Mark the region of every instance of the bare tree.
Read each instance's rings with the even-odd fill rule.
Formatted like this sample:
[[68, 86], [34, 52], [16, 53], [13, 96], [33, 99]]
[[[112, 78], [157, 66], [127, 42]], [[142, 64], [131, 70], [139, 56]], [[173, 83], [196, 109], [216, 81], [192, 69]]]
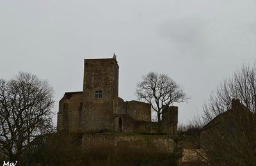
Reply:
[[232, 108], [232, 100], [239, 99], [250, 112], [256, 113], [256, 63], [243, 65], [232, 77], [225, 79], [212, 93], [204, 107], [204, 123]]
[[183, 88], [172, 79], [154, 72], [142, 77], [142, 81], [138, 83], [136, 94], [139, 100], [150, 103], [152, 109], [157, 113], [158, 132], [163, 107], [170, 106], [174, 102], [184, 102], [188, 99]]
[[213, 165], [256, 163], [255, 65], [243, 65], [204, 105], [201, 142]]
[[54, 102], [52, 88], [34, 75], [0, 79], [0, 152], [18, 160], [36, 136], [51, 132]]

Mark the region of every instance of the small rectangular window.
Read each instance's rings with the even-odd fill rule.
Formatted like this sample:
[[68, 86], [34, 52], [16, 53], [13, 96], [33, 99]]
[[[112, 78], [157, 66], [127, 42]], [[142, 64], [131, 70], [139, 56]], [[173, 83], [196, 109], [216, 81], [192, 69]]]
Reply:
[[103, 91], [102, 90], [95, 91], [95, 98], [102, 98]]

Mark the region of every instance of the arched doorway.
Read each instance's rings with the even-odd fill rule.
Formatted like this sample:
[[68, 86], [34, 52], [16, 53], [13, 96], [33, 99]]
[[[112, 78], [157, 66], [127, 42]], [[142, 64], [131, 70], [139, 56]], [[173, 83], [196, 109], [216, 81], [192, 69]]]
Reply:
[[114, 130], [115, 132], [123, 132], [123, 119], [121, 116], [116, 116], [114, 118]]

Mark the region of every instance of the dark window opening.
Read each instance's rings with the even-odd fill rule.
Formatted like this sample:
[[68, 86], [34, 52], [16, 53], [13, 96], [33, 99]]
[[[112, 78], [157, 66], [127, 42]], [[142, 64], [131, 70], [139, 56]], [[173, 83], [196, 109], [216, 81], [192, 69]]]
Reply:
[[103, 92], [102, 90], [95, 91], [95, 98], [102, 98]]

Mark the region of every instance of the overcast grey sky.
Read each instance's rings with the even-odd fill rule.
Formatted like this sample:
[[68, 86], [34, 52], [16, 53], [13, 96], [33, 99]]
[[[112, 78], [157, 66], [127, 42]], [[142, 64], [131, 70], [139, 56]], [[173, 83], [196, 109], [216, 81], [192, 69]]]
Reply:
══════════════════════════════
> [TASK STATEMENT]:
Recast every line of the records above as a JSON list of strings, one string per line, with blank lines and the pictures left out.

> [WRITTEN REPLY]:
[
  "Mark the region of every instance of the bare tree.",
  "Read each instance's rings with the even-odd fill rule.",
  "Formatted like this sample:",
  "[[68, 86], [34, 52], [16, 53], [13, 96], [33, 99]]",
  "[[[112, 78], [157, 66], [127, 42]], [[142, 64], [131, 70], [139, 56]], [[173, 83], [196, 109], [216, 81], [192, 69]]]",
  "Reply:",
  "[[232, 108], [232, 100], [239, 99], [250, 112], [256, 113], [256, 63], [243, 65], [232, 77], [225, 79], [212, 93], [204, 107], [204, 123]]",
  "[[183, 88], [172, 79], [154, 72], [142, 77], [142, 81], [138, 83], [136, 94], [139, 100], [150, 103], [152, 109], [157, 113], [158, 132], [163, 107], [170, 106], [174, 102], [184, 102], [188, 99]]",
  "[[213, 165], [256, 163], [255, 65], [243, 65], [204, 105], [201, 142]]",
  "[[54, 102], [52, 88], [34, 75], [0, 79], [0, 152], [18, 160], [36, 136], [51, 132]]",
  "Mark the region of every instance of the small rectangular window.",
  "Read each instance's rings with the even-odd fill rule.",
  "Formatted like this sample:",
  "[[68, 86], [34, 52], [16, 53], [13, 96], [33, 99]]",
  "[[[112, 78], [157, 66], [127, 42]], [[142, 64], [131, 70], [139, 56]], [[173, 83], [196, 109], [216, 81], [192, 69]]]",
  "Reply:",
  "[[103, 91], [102, 90], [95, 91], [95, 98], [102, 98]]",
  "Mark the region of every instance of the arched doorway.",
  "Read each instance's rings with the even-odd fill rule.",
  "Formatted like this sample:",
  "[[68, 86], [34, 52], [16, 53], [13, 96], [33, 99]]",
  "[[[112, 78], [157, 66], [127, 42]], [[142, 64], [131, 70], [139, 56]], [[173, 83], [196, 109], [216, 81], [192, 69]]]",
  "Reply:",
  "[[114, 130], [115, 132], [123, 132], [123, 119], [121, 116], [116, 116], [114, 118]]",
  "Mark the region of every instance of the dark window opening.",
  "Read each instance's rings with the even-odd fill rule.",
  "Formatted like this sample:",
  "[[68, 86], [34, 52], [16, 53], [13, 96], [33, 99]]",
  "[[[112, 78], [157, 66], [127, 42]], [[142, 64], [131, 70], [139, 56]], [[173, 83], [196, 109], [216, 81], [192, 69]]]",
  "Reply:",
  "[[103, 92], [102, 90], [95, 91], [95, 98], [102, 98]]",
  "Mark the region of every instance of the overcast grey sky.",
  "Read each instance's rings with the even-odd fill rule.",
  "Formatted like this sample:",
  "[[68, 86], [34, 52], [16, 53], [13, 96], [33, 99]]",
  "[[[112, 78], [157, 66], [127, 42]], [[142, 64], [131, 70], [139, 56]], [[173, 83], [196, 109], [216, 81], [192, 69]]]",
  "Reply:"
]